--- WRITTEN PROBLEM ---
The listing below should be written out exactly; please include all of it.

--- MATERIAL PROVIDED ---
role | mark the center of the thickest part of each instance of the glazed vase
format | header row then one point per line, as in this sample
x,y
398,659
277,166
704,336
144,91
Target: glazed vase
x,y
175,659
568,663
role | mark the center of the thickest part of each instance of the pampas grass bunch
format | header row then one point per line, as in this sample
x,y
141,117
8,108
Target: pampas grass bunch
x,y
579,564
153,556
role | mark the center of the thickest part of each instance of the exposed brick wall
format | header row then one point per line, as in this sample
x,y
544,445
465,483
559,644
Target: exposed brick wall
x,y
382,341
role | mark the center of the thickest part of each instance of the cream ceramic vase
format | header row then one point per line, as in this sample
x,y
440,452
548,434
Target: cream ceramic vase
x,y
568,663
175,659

--- COMPLETE RESPONSE ---
role | mark the center of the thickest part of each instance of the glazed vase
format | header row then one point per line, as in this sample
x,y
398,659
277,166
704,336
144,91
Target: glazed vase
x,y
175,659
568,663
role | mark the center of the thickest part of each instance of the pampas grass bunch
format | header row then one point per line, as in this sample
x,y
141,117
8,108
Target: pampas grass bunch
x,y
579,564
153,556
role | mark the center of the thickest part of each instance of the exposed brick wall
format | header row then one point per line, as in this sample
x,y
544,445
465,483
559,644
Target: exposed brick wall
x,y
382,341
role | mark the center of the thickest part of each instance of the cream ceramic vase
format | header row then one point per line, as in this sample
x,y
440,452
548,434
Target: cream ceramic vase
x,y
568,663
175,659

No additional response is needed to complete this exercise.